■ **What to work on**:
a – Reproduce the Food Bank passage word for word, beginning at "She turned down" and stopping after "food banks nationwide.".
b – Carry on the Food Bank passage, picking up right after its last sentence.

■ **Excerpt to read**:
She turned down the offer, but the recruiter wouldn’t give up and kept sending Crumbliss statistics about those living with hunger in the agency’s 20-county, 7,000-square-mile area in Tennessee and north Georgia.
Before long, the prospect of being able to use her skills to make a difference began nagging at Crumbliss, especially when she remembered how her husband, Clay, had gushed about a Food Bank tour a few months earlier and how she had talked up the Sack Pack program as president of the Hamilton Place Rotary Club.
What’s more, Crumbliss was impressed with the Food Bank’s elite partnership with Feeding America, a progressive national group that serves as a sort of “big brother” to food banks nationwide.
In 2015, Feeding America had challenged the Chattanooga Area Food Bank, and only two others in the U.S., to double the amount of food it provides by 2025. The effort was well underway. “I knew business. I knew fundraising. I knew marketing. And I know people,” she adds.
“And when I looked and I saw the footprint, I said, ‘I know these people.’”
A resourceful, self-described “sponge,” Crumbliss has spent her first year at the helm learning everything she can about the inner workings of agencies like the one she now runs. She has also used her connections to build advocacy partnerships with business leaders and piggyback services in their communities.
A health care organization, for example, might give the Food Bank a grant to expand and, in exchange, send representatives out with the Food Bank’s mobile pantry to provide free screenings.
Passionate and “moved to action when I witness an injustice or if I am in a position to help, Crumbliss feels right at home battling hunger, which affects nearly 145,000 “food insecure” individuals and one in four children in the organization’s service area.
Don’t let the sunny disposition and can-do attitude, along with the dancing in the hallways – she’s been known to spontaneously do an arabesque or plie´, a throwback from her gymnast days – fool you, she adds.
“I take it all very seriously, because I am a very, very deep person,” she asserts. “I’m very protective in looking out for the less fortunate. The way I view life is I have been very fortunate and I’ve been without, and I know the only things of value are your character and integrity. … Knowing that through the generosity of others, I’m in a position to help – that makes me happy.

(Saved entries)
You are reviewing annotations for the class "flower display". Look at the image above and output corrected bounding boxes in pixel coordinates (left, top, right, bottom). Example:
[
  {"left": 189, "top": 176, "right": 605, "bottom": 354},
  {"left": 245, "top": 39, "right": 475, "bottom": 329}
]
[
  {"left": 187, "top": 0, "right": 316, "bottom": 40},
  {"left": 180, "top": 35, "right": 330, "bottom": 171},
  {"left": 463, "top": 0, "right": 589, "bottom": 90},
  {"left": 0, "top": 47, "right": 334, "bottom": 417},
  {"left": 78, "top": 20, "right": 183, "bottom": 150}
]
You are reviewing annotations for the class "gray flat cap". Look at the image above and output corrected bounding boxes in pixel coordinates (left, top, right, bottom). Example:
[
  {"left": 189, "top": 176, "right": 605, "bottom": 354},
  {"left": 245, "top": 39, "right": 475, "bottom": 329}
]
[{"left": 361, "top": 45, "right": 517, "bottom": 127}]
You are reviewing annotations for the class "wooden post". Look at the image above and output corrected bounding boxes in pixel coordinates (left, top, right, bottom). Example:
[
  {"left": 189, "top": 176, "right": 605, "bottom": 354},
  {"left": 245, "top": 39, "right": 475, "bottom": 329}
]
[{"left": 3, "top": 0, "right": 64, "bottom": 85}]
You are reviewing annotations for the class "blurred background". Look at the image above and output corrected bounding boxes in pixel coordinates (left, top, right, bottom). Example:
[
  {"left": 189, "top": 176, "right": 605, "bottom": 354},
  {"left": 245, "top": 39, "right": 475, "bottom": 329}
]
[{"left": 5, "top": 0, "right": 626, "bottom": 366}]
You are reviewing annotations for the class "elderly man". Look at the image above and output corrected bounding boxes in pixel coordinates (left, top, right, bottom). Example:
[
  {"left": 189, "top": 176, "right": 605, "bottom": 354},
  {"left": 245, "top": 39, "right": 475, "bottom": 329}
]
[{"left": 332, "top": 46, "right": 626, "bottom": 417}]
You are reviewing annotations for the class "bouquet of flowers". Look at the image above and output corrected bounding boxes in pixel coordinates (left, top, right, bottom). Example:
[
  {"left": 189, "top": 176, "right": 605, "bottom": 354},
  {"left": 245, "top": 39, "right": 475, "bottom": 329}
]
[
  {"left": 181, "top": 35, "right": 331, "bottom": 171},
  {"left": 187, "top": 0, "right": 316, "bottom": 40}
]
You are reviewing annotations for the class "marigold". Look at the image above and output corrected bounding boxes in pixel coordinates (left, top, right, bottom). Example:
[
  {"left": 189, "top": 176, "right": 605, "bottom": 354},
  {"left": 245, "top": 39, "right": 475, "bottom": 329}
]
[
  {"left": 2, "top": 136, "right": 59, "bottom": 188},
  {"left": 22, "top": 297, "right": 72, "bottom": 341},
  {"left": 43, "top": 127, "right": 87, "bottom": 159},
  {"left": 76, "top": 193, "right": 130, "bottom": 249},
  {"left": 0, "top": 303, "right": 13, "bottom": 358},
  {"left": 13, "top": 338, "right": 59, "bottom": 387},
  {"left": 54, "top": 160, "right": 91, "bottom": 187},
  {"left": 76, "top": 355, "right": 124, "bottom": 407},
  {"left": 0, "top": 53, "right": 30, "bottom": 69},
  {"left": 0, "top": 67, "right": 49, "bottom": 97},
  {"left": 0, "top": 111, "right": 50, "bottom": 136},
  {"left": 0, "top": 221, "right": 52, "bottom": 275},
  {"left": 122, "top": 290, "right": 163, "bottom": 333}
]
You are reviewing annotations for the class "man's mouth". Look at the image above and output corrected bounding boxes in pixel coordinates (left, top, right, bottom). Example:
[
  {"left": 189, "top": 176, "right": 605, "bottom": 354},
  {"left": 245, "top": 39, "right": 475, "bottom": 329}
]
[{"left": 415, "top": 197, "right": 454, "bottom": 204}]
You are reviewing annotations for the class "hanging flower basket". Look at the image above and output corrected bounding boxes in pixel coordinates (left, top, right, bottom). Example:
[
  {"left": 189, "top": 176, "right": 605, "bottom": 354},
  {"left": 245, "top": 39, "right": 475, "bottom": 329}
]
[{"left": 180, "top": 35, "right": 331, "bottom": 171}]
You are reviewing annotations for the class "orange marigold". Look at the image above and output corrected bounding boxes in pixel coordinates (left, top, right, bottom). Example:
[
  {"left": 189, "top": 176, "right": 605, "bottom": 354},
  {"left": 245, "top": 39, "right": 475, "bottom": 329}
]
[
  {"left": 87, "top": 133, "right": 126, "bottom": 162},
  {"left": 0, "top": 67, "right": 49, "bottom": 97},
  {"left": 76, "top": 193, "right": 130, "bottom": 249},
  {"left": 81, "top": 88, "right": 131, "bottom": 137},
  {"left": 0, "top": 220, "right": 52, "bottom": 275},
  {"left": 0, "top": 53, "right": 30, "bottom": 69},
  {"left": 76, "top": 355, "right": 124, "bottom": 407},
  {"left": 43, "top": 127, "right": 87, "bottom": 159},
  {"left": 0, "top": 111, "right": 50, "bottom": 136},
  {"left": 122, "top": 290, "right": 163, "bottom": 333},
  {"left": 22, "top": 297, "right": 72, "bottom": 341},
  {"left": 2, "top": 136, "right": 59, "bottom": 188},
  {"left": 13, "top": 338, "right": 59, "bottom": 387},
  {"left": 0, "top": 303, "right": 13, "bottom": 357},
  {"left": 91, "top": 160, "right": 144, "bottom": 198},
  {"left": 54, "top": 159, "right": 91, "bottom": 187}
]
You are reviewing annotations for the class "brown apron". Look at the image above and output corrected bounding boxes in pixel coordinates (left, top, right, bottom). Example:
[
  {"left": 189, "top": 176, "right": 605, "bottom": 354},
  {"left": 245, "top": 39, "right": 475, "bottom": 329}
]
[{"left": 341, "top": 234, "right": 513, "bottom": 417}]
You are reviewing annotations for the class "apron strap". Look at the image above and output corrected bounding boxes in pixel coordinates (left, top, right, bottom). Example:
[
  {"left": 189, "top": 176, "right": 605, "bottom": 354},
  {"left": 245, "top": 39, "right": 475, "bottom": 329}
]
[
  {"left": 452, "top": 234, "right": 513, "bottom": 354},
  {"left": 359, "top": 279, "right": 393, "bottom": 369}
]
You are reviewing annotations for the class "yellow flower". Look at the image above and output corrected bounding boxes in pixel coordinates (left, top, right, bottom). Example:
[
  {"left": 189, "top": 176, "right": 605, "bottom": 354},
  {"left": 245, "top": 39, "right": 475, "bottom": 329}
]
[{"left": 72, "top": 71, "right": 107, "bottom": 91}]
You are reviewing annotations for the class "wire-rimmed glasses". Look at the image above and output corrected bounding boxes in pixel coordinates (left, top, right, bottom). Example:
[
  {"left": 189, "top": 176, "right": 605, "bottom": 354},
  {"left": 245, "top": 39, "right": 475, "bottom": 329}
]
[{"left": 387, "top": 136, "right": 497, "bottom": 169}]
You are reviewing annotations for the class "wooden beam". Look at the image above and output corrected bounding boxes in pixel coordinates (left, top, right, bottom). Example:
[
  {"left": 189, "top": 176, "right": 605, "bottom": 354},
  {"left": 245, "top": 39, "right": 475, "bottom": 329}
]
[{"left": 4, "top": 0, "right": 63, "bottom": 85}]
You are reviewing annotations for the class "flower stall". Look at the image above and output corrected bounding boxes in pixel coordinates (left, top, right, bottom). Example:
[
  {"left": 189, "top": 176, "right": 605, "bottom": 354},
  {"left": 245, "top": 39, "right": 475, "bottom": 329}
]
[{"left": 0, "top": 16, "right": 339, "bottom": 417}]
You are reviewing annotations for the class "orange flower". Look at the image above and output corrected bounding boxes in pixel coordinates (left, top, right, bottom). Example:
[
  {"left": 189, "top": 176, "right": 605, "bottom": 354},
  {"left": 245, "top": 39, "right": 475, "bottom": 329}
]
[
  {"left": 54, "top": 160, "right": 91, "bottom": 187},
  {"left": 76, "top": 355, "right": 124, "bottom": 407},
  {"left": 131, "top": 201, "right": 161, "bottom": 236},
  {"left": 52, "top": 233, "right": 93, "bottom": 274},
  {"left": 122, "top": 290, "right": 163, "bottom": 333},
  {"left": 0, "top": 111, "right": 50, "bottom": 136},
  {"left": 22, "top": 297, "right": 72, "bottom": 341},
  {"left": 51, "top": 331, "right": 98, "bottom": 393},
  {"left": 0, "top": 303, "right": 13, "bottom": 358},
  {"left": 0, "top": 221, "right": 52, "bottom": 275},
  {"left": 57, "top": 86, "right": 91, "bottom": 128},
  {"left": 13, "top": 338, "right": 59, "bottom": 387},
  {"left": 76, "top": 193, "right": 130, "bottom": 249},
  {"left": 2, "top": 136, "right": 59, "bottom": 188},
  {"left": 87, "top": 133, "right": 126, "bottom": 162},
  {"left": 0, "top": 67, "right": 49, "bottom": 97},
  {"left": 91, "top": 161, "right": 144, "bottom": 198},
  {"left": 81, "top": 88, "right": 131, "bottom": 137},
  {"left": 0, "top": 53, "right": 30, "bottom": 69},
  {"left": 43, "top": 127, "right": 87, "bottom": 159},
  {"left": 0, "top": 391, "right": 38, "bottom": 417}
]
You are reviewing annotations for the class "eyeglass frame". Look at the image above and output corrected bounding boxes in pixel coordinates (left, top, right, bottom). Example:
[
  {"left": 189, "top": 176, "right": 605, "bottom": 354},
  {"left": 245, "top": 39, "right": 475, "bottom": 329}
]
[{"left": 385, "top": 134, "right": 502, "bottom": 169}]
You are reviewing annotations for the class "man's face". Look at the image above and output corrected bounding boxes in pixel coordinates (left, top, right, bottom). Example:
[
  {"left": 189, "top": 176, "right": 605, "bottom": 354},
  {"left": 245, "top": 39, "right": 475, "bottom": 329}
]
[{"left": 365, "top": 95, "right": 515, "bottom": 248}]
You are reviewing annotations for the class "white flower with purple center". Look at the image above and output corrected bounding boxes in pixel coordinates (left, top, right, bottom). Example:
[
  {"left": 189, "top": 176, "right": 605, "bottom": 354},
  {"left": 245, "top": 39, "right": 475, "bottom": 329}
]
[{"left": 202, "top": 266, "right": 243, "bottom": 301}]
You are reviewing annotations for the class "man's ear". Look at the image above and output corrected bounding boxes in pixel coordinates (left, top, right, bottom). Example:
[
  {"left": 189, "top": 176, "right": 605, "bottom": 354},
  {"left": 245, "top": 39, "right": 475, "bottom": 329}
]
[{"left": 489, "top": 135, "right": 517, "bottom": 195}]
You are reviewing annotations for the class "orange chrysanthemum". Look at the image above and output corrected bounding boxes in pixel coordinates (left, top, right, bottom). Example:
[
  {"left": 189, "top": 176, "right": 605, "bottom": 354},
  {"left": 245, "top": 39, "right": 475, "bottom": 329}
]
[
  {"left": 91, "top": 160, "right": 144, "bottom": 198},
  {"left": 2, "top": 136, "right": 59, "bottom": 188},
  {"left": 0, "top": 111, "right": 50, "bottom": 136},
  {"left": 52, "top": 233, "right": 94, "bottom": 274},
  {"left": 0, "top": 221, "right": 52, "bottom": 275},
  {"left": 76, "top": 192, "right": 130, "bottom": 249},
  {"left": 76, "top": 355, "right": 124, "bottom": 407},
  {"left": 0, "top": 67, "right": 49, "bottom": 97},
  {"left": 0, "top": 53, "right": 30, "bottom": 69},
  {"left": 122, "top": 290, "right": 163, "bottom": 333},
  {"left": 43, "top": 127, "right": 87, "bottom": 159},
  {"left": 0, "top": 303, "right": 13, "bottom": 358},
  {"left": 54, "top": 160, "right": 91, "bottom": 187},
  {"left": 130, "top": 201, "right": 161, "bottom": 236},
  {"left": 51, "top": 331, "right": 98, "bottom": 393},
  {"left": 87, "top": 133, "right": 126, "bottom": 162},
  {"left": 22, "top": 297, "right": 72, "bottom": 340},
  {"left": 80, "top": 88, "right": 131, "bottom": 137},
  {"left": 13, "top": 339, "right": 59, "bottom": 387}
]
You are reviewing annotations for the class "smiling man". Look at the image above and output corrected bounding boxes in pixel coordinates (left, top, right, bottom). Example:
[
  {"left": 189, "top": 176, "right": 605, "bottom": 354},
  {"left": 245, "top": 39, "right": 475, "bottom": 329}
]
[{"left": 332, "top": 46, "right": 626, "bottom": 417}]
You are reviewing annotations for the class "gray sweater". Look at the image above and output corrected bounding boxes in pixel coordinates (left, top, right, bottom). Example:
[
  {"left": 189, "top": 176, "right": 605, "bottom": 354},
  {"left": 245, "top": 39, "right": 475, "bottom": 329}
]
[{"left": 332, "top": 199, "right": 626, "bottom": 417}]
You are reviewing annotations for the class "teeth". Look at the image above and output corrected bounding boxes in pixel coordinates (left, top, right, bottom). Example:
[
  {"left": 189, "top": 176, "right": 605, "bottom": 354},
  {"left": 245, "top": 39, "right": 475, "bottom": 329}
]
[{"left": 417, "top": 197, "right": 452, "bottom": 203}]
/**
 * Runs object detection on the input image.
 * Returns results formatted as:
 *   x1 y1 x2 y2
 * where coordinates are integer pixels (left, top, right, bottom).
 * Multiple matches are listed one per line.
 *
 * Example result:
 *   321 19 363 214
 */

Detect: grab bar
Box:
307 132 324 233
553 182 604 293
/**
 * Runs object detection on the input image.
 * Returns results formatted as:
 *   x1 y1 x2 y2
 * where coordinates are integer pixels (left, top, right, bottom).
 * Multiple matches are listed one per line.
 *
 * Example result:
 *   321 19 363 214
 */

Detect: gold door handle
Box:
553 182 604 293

■ **Per-task answers**:
a –
She turned down the offer, but the recruiter wouldn’t give up and kept sending Crumbliss statistics about those living with hunger in the agency’s 20-county, 7,000-square-mile area in Tennessee and north Georgia.
Before long, the prospect of being able to use her skills to make a difference began nagging at Crumbliss, especially when she remembered how her husband, Clay, had gushed about a Food Bank tour a few months earlier and how she had talked up the Sack Pack program as president of the Hamilton Place Rotary Club.
What’s more, Crumbliss was impressed with the Food Bank’s elite partnership with Feeding America, a progressive national group that serves as a sort of “big brother” to food banks nationwide.

b –
“I am a problem-solver and connector at my core,” she adds. “Problems rarely throw me because I usually have a Plan A, B and C in place. I’ve probably already dissected them and tried to find solutions from every angle, and I’m prepared for whatever comes.”
This year, the Food Bank is on track to distribute 16.3 million pounds of food, up from 13.9 million in 2016. The cooler room, filled with boxes of sweet potatoes, Romaine lettuce and other fresh produce, recently doubled in size.
And a $150,000 grant from Publix supermarket is funding a new, grocery-store-style section of the warehouse where clients can “shop” for up to 95 pounds of food, including birthday cakes, a rarity among food banks nationwide.
Recently, when Crumbliss underwent some routine blood work, the nurse confided in her that she at one time needed help feeding her family. Soon after, while Crumbliss was test-driving cars at a dealership, the salesman told her the same thing.
“Over 80 percent of the folks who need our food have some college education, and at least one member in their household has worked for a paycheck,” she explains.
“These were my tellers. They’re teachers, policemen, people in the service industry, in manufacturing. These are hardworking people. It’s not necessarily the person standing at the end of the exit ramp holding a sign. These are people who have been diagnosed with an illness and they lost their job because they didn’t have sick time. These are grandparents raising their grandkids.”
Her favorite part of the job, she says, is “telling their stories.”